Embedding Transfer with Label Relaxation for Improved Metric Learning

Official PyTorch implementation of CVPR 2021 paper Embedding Transfer with Label Relaxation for Improved Metric Learning.

Embedding trnasfer with Relaxed Contrastive Loss improves performance, or reduces sizes and output dimensions of embedding model effectively.

This repository provides source code of experiments on three datasets (CUB-200-2011, Cars-196 and Stanford Online Products) including relaxed contrastive loss, relaxed MS loss, and 6 other knowledge distillation or embedding transfer methods such as:

• FitNet, Fitnets: hints for thin deep nets
• Attention, Paying More Attention to Attention: Improving the Performance of Convolutional Neural Networks via Attention Transfer
• CRD, Contrastive Representation Distillation
• DarkRank, Darkrank: Accelerating Deep Metric Learning via Cross Sample Similarities Transfer
• PKT, Learning Deep Representations with Probabilistic Knowledge Transfer
• RKD, Relational Knowledge Distillation

Overview

Relaxed Contrastive Loss

• Relaxed contrastive loss exploits pairwise similarities between samples in the source embedding space as relaxed labels, and transfers them through a contrastive loss used for learning target embedding models.

Experimental Restuls

• Our method achieves the state of the art when embedding dimension is 512, and is as competitive as recent metric learning models even with a substantially smaller embedding dimension. In all experiments, it is superior to other embedding transfer techniques.

### The tasks
1. In the embedding transfer overview, begin at the words "Official PyTorch implementation" and stop after "embedding model effectively.". Copy that stretch, switching "PyTorch" to "TensorFlow".
2. Please pick up the embedding transfer overview after its final sentence and carry it further.

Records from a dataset
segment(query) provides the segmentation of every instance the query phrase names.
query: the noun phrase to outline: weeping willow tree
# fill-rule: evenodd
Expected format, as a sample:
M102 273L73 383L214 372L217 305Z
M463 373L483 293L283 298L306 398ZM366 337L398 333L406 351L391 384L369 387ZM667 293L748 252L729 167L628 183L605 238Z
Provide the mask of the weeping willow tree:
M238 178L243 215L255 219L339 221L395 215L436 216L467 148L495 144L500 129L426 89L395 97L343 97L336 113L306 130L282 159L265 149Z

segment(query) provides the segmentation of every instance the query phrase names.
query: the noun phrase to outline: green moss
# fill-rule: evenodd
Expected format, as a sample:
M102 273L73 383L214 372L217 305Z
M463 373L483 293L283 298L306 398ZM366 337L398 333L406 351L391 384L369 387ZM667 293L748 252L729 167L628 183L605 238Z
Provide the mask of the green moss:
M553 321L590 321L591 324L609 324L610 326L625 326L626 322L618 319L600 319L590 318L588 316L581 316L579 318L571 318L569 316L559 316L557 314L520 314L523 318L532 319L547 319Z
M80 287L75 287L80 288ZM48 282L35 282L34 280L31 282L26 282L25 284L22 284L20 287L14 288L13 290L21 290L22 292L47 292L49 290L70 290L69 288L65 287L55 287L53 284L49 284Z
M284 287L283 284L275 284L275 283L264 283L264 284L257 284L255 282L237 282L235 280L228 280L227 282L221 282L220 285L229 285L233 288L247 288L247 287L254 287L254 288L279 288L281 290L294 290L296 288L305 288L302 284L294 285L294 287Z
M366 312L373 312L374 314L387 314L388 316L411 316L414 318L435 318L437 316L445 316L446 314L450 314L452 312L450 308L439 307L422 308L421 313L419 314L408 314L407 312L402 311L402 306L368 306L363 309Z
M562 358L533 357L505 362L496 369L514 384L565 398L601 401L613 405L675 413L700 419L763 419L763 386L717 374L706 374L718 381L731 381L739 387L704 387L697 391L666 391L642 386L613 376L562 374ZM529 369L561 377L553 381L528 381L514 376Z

### Answers provided
1.
Official TensorFlow implementation of CVPR 2021 paper Embedding Transfer with Label Relaxation for Improved Metric Learning.

Embedding trnasfer with Relaxed Contrastive Loss improves performance, or reduces sizes and output dimensions of embedding model effectively.

2.
Requirements

• Python3
• PyTorch (> 1.0)
• NumPy
• tqdm
• wandb
• Pytorch-Metric-Learning

Prepare Datasets

1. Download three public benchmarks for deep metric learning.

   • CUB-200-2011
   • Cars-196 (Img, Annotation)
   • Stanford Online Products (Link)

2. Extract the tgz or zip file into ./data/ (Exceptionally, for Cars-196, put the files in a ./data/cars196)

Prepare Pretrained Source models

Download the pretrained source models using ./scripts/download_pretrained_source_models.sh.

sh scripts/download_pretrained_source_models.sh

Training Target Embedding Network with Relaxed Contrastive Loss

Self-transfer Setting

• Transfer the knowledge of source model to target model with the same architecture and embedding dimension for performance improvement.
• Source Embedding Network (BN–Inception, 512 dim) 🠢 Target Embedding Network (BN–Inception, 512 dim)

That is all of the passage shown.